Job:
In the movie review below, reproduce word for word the stretch from "No lie, at one" through "very specific purpose.".

Extract provided:
++++++
The theater was a mess after - which is what happens when you let a bunch of kids in to see something and you give them popcorn, soda and candy. Sure, I was on outdoor duty but I couldn't lock up until the porters finished cleaning both theaters, and that took a few hours. So I was there until about 1 am, and this was on a Tuesday night, so getting home was a challenge, my usual subway line was shut down (they do need to clean all the stations sometimes, I guess) and I had to take a shuttle bus, did not get home until 2:30 am. At that point, I didn't want to stay up and watch a movie, besides I was super tired, so I went to bed earlier than usual, and watched today's movie in the late morning. Got to stay on track, after all.

Channing Tatum carries over one more time from "Havoc" (2005). 


THE PLOT: On the night of their high school reunion, a group of friends realize they still haven't grown up in some ways. 

AFTER: The IMDB classified this film as a romantic comedy, but I chose not to see it that way - rom-coms are a dime a dozen, after all, but films about high-school reunions are few and far-between. "Romy & Michele's High School Reunion" comes to mind, and "The D Train", and well, that's about it.  Besides, it doesn't link to much that's currently on my romance sub-list, maybe a film or two with Aubrey Plaza in it, there was probably more connective tissue before I burned off a bunch of the romances this February, like "Dear John" and "Safe Haven". Maybe I'll regret placing this one here next February when I'm having trouble connecting romances, I don't know - but with this cast, it's going to function better for me as a film that will link just about anything to anything else. Look, it's the film that's going to get me from one Marvel film ("Venom 3") to another, and those films are set in different universes, for now, anyway. I suspect a merger will occur at some point. 

No lie, at one point several of the reunion attendees went out to a car to smoke a joint, and I realized that within that car were the actors who played Star-Lord, Gambit, Falcon and Moon Knight (also Apocalypse, but again, different universe) in various Marvel movies and TV shows.  Really, I only need ONE of them to carry over to tomorrow's movie, but we'll deal with that tomorrow. Tomorrow's slot was GOING to be used for "The Electric State", with Anthony Mackie AND Chris Pratt carrying over, but that film has now been re-scheduled for August, and re-purposed as the film that will get me out of the Doc Block. That's another film, like this one, that could go almost anywhere, but I need it for a very specific purpose.  

Anyway, let's deal with "10 Years", a film that is now almost 15 years old (it happens) and honestly, I'm a bit surprised that nobody made a sequel called "20 Years" to update us more on these characters and their lives.  The big, big problem here is that we're shown a very large number of characters arriving at this 10-year reunion, and we have no idea what relationships they had with each other while in high school. So the first 2/3 of the film has to have a lot of exposition, people talking about their pasts, because we don't get to see that in flashbacks, footage of these actors from 10 years previous is not available. That means a lot of "tell" and very little "show" while we're learning all their backstories.  It does get tiresome after a while, but be honest, isn't listening to a bunch of your old school-mates reliving their glory moments a very tiresome thing?  It's almost too real here, nearly interactive because that's what you do at a reunion, you play catch-up and ask questions about how people spent their last ten years.  Or people offer up all that information, which is even worse. 

Who got fat, who got rich, who got hot?  These are questions mentioned on the poster, but even more important is figuring out who dated who back then, and who WANTED to date who, because a reunion is also a second shot at the relationships you screwed up or missed out on. Well, maybe, if you play your cards right. And a lot of these characters play it cool, they don't offer up too much information until they learn what the playing field is like, and get an estimate of how they might measure up against their old classmates. Relatable.
++++++
Entries from a pointing dataset:
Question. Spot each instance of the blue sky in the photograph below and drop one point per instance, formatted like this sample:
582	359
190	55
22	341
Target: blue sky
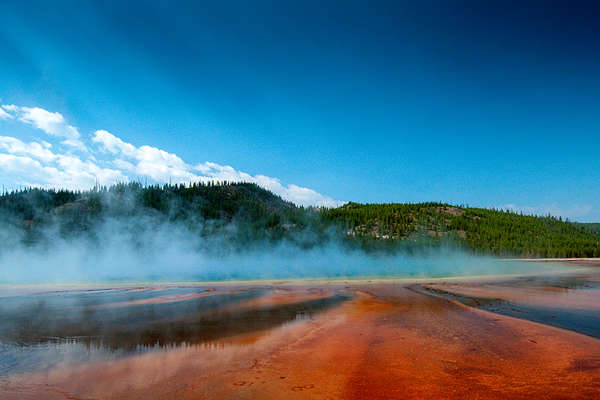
493	105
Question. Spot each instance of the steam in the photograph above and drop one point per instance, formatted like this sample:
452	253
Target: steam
118	250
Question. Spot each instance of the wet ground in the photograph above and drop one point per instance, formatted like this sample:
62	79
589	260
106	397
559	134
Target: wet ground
504	337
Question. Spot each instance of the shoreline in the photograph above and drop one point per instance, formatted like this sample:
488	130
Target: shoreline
362	280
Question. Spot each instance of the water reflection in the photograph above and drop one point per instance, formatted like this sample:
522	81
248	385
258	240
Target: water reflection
39	331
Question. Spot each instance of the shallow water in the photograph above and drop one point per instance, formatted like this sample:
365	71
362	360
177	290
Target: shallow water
39	331
555	301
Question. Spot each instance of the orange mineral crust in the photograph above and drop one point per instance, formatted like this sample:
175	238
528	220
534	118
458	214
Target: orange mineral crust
388	341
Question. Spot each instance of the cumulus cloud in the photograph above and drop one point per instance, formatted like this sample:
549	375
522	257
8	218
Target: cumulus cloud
52	123
108	159
4	114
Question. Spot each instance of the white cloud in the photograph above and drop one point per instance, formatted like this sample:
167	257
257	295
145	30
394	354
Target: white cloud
109	159
36	150
52	123
4	114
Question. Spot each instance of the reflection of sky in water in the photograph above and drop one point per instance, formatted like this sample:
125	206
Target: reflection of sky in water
44	330
553	311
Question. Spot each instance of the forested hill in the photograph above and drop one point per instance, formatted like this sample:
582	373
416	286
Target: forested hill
233	215
238	215
483	230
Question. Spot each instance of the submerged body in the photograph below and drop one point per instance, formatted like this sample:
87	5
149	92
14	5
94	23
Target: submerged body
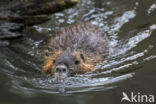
76	49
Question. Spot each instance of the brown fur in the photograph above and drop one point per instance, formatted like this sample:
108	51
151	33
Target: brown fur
86	43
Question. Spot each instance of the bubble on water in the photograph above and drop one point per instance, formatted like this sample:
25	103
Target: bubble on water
151	9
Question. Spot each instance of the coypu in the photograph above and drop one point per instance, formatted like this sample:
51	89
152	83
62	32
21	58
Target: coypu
76	49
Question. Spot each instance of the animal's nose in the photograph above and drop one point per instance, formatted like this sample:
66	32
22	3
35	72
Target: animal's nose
61	69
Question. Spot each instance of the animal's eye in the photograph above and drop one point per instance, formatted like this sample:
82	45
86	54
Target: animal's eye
77	62
82	57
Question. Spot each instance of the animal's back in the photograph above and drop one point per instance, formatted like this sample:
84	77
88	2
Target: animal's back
82	36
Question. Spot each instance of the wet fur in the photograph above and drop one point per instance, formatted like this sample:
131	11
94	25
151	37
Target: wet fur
84	42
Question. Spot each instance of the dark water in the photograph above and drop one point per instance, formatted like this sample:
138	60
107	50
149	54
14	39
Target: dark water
131	66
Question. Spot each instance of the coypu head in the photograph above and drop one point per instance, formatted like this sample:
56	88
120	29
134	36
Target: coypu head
67	63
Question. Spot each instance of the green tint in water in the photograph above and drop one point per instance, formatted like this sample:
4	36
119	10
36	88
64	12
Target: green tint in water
131	28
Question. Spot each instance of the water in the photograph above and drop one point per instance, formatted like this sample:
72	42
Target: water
130	27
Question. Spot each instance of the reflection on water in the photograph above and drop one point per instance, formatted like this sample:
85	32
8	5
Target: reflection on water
130	27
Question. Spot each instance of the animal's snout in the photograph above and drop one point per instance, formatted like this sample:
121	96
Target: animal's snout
61	69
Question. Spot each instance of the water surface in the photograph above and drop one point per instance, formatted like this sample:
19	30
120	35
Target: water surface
130	67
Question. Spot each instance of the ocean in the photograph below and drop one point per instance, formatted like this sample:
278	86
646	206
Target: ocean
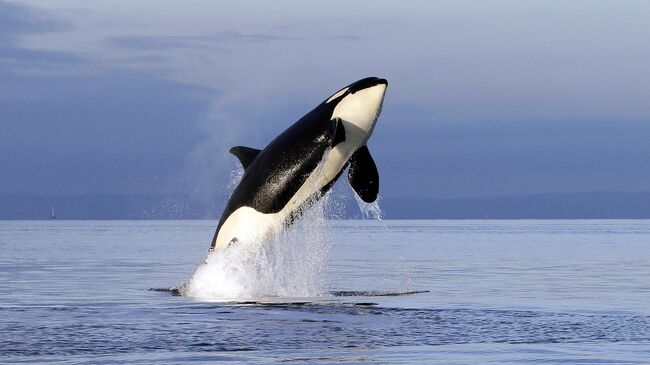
366	291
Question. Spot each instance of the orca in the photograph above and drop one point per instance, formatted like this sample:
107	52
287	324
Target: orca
301	164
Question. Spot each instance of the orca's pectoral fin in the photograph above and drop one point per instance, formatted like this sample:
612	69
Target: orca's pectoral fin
363	175
338	132
246	155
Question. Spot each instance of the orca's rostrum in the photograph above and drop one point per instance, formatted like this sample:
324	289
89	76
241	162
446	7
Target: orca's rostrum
302	163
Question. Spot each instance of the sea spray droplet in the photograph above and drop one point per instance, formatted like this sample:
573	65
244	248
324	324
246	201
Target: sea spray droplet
291	265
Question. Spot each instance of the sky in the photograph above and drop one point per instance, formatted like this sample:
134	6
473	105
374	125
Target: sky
485	98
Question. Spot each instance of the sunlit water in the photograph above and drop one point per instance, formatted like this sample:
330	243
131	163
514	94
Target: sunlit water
499	292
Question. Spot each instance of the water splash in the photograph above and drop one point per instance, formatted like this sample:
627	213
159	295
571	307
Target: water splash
291	265
369	210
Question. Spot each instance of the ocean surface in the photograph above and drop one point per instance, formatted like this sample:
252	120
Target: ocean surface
487	292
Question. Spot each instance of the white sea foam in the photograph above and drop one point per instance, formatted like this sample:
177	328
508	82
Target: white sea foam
290	265
369	210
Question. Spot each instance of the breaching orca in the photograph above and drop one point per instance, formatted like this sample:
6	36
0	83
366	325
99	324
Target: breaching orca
302	163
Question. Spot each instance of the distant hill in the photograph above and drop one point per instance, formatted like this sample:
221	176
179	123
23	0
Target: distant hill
586	205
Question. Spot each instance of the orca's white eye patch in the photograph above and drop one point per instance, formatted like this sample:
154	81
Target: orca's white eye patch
341	92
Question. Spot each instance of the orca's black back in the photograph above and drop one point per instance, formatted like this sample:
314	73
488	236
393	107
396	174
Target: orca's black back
281	168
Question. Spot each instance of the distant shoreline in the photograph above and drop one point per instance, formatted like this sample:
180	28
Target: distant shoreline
582	205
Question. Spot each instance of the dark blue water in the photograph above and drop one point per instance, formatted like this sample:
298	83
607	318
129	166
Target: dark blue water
503	292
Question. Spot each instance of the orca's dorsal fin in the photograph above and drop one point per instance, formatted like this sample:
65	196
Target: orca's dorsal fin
363	175
246	155
338	132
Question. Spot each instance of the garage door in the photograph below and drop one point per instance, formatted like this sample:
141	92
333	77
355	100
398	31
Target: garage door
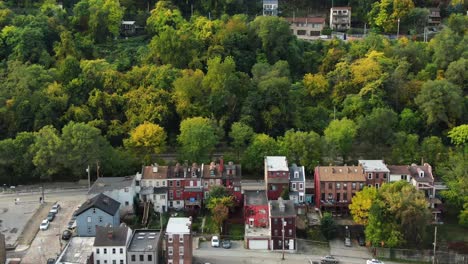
258	244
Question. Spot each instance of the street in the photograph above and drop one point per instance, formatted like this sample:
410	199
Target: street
237	254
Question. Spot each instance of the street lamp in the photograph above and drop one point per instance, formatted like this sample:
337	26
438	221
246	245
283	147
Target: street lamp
282	231
398	28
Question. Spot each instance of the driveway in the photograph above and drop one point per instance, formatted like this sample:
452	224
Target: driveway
48	243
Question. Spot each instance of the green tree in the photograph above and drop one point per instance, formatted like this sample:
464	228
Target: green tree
328	226
361	204
302	148
197	138
441	102
241	135
262	145
147	139
398	216
340	135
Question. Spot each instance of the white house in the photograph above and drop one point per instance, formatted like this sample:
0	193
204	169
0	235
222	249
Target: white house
297	184
121	189
110	244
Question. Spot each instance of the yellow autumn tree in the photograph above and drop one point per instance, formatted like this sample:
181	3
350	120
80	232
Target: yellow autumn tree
361	204
147	139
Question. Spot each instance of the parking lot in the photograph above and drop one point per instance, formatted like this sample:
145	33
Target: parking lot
48	243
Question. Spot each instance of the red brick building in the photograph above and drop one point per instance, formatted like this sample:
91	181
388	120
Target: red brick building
376	172
276	176
282	219
336	185
179	241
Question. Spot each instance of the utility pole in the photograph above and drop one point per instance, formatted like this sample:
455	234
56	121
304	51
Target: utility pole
398	29
435	244
89	177
283	224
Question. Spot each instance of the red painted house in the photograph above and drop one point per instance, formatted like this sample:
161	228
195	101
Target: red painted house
276	176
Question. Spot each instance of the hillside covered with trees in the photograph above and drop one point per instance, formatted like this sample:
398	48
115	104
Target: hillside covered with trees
74	92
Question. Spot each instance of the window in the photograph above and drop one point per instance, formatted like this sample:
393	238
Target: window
181	250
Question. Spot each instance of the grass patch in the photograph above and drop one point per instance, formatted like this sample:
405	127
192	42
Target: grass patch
236	231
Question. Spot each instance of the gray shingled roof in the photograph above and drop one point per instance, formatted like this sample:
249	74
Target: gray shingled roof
100	201
118	239
105	184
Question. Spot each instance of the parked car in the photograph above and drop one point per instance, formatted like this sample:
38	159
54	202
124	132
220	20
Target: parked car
51	216
44	225
361	241
374	261
215	241
328	259
66	235
226	244
71	225
55	208
348	242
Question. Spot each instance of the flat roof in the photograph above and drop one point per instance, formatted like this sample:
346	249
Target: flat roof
374	166
276	163
179	225
144	240
255	198
77	251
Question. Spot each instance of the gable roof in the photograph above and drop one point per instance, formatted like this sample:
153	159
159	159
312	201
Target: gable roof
108	236
340	173
105	184
101	201
154	172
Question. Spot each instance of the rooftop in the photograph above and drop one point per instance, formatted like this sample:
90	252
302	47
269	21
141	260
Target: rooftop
179	225
276	163
373	166
292	173
144	240
398	169
289	210
340	173
154	172
100	201
255	198
311	20
108	236
105	184
77	251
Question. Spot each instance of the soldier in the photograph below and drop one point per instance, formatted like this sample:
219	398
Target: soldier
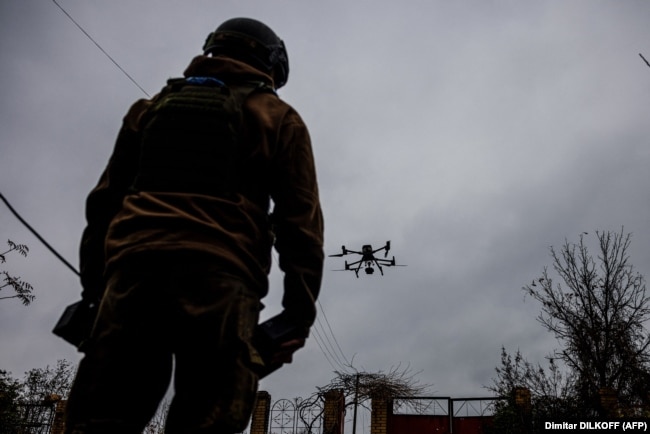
178	243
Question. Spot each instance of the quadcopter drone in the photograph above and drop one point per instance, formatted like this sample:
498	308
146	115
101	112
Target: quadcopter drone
368	259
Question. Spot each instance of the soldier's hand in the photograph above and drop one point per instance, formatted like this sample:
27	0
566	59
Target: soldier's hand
284	354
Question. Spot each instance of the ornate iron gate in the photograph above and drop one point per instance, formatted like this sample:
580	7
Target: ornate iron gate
296	417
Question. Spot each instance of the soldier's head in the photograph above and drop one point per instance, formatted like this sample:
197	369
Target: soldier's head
252	42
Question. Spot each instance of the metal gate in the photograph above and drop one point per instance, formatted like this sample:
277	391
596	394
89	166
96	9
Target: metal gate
296	417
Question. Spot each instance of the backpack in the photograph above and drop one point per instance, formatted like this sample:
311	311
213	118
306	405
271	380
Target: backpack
190	139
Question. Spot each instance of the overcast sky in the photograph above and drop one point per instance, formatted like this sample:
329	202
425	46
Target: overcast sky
472	134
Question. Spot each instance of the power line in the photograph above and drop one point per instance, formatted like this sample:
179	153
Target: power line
100	48
318	342
347	362
41	239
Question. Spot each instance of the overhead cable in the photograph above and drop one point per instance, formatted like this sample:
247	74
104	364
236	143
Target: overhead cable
100	48
41	239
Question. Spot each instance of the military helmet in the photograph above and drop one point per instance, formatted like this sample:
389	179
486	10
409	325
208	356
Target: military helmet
252	42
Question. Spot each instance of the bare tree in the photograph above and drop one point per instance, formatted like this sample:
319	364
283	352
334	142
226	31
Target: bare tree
598	316
360	387
22	289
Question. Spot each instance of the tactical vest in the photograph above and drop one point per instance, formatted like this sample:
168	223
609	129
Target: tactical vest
190	139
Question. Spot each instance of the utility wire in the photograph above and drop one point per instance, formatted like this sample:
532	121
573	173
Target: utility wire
644	59
347	362
41	239
101	49
318	342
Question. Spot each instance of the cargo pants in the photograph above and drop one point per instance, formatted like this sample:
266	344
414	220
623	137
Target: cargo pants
189	321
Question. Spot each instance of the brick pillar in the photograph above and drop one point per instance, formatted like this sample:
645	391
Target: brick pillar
381	410
608	401
333	413
58	423
261	412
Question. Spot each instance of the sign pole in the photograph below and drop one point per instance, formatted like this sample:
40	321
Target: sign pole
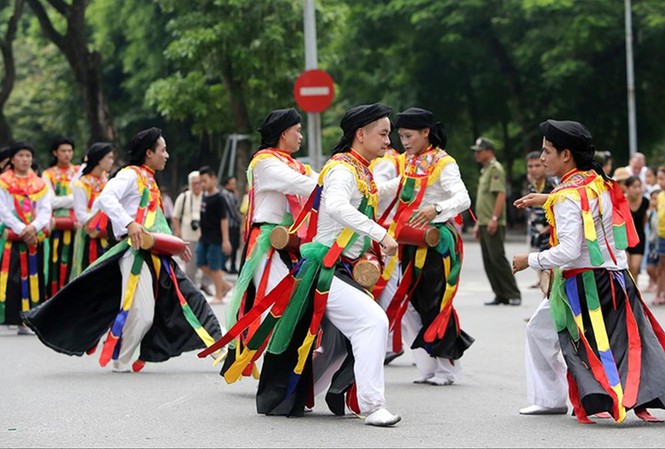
311	62
630	78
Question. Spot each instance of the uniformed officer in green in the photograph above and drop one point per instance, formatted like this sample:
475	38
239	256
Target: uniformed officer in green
491	225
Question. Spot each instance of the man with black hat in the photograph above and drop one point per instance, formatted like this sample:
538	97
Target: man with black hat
138	288
25	215
490	228
59	176
91	237
279	186
4	159
613	348
354	327
432	195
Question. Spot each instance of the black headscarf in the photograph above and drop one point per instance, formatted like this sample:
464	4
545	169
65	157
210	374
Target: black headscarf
418	118
141	143
15	148
18	146
4	154
96	153
275	124
55	144
354	119
571	135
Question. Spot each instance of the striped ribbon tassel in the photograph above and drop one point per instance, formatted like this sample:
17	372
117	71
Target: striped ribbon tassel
4	277
257	344
595	255
320	301
25	287
187	311
602	366
54	262
111	345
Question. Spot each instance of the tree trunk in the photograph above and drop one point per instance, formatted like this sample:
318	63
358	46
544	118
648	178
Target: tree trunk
85	65
240	121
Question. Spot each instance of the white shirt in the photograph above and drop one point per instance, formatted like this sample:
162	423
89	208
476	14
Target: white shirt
187	208
449	192
384	170
59	202
572	251
273	179
81	204
42	217
340	199
120	200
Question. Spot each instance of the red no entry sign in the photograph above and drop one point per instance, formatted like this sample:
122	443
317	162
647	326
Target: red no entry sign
314	90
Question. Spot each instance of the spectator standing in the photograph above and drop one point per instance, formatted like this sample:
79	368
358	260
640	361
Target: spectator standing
539	229
637	166
490	228
660	293
186	222
638	209
235	221
214	234
650	183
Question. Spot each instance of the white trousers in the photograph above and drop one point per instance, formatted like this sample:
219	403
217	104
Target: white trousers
141	313
360	319
387	296
428	366
546	382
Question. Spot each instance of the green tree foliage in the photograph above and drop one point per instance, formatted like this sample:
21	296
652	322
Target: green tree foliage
11	18
207	68
498	68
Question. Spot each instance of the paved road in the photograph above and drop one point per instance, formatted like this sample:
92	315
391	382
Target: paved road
52	400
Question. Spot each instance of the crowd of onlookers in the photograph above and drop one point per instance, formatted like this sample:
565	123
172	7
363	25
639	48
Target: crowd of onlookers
644	188
210	219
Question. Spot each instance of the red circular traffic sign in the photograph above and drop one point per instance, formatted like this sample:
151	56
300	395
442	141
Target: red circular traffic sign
314	90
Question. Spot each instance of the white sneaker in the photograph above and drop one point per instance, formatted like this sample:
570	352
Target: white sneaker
24	330
423	380
120	367
540	410
439	381
382	418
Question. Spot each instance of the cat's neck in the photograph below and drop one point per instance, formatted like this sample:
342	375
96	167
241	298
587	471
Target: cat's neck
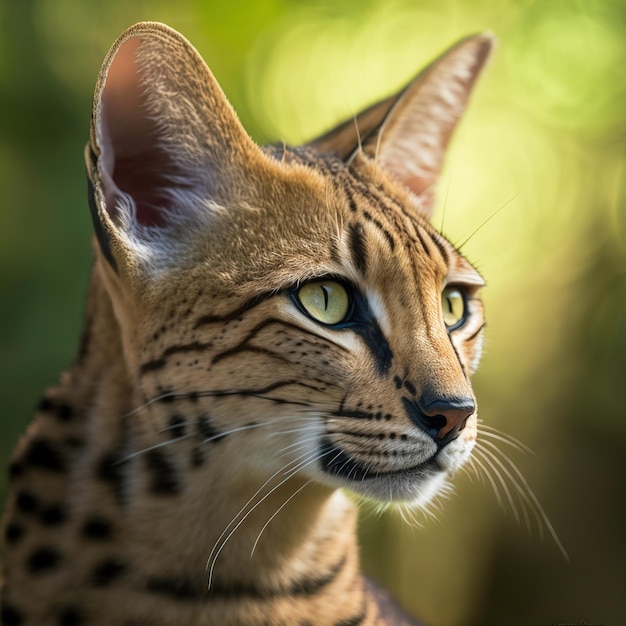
239	535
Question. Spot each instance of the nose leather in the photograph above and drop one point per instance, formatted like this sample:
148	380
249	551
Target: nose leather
443	419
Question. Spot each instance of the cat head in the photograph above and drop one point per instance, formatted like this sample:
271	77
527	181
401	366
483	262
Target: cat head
307	279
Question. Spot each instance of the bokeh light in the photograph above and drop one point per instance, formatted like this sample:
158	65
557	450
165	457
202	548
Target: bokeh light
533	188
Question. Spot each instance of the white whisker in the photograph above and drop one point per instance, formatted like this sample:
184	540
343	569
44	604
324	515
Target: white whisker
278	510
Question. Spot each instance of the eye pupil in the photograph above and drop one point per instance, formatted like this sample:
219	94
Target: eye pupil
325	291
453	307
325	301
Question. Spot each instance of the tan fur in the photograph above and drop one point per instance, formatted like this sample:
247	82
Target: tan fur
202	385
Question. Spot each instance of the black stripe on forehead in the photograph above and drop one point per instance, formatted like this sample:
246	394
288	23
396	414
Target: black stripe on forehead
358	247
365	325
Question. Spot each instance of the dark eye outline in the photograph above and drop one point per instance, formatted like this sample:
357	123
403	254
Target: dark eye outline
347	320
463	319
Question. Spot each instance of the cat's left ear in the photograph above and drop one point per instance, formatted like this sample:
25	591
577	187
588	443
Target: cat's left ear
407	134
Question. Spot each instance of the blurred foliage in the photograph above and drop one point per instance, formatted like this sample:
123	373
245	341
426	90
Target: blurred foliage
543	141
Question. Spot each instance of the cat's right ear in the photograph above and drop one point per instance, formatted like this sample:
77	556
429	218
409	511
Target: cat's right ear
166	148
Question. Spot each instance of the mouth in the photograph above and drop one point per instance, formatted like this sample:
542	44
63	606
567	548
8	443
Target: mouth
335	462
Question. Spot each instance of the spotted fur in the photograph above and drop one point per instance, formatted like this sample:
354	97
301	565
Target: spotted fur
189	469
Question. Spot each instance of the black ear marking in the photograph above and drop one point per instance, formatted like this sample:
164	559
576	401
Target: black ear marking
101	235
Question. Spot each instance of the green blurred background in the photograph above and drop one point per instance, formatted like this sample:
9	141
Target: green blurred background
544	133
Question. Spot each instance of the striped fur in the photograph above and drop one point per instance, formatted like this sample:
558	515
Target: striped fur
189	469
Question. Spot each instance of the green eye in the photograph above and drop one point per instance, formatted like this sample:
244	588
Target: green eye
453	306
326	301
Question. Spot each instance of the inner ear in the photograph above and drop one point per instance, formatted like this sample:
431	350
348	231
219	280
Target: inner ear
135	164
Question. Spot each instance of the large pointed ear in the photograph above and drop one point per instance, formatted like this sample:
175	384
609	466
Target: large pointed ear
165	147
407	134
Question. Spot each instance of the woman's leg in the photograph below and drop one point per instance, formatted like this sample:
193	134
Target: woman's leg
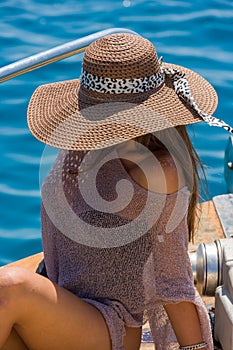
14	342
46	316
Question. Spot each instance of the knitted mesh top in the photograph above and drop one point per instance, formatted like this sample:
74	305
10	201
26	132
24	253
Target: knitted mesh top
100	243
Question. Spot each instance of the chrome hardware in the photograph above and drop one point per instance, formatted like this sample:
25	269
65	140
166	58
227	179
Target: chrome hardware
55	54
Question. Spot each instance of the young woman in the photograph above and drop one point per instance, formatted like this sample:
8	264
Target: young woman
118	208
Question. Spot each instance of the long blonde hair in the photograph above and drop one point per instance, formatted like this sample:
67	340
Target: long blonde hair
154	142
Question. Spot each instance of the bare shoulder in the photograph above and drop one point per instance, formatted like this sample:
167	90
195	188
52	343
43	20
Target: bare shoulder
159	172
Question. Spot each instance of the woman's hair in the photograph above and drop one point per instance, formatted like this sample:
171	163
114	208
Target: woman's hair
177	142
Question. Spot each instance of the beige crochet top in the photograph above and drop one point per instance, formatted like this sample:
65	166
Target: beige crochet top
108	239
++++++
Final result:
No lie, at one point several of the reunion attendees went out to a car to smoke a joint, and I realized that within that car were the actors who played Star-Lord, Gambit, Falcon and Moon Knight (also Apocalypse, but again, different universe) in various Marvel movies and TV shows.  Really, I only need ONE of them to carry over to tomorrow's movie, but we'll deal with that tomorrow. Tomorrow's slot was GOING to be used for "The Electric State", with Anthony Mackie AND Chris Pratt carrying over, but that film has now been re-scheduled for August, and re-purposed as the film that will get me out of the Doc Block. That's another film, like this one, that could go almost anywhere, but I need it for a very specific purpose.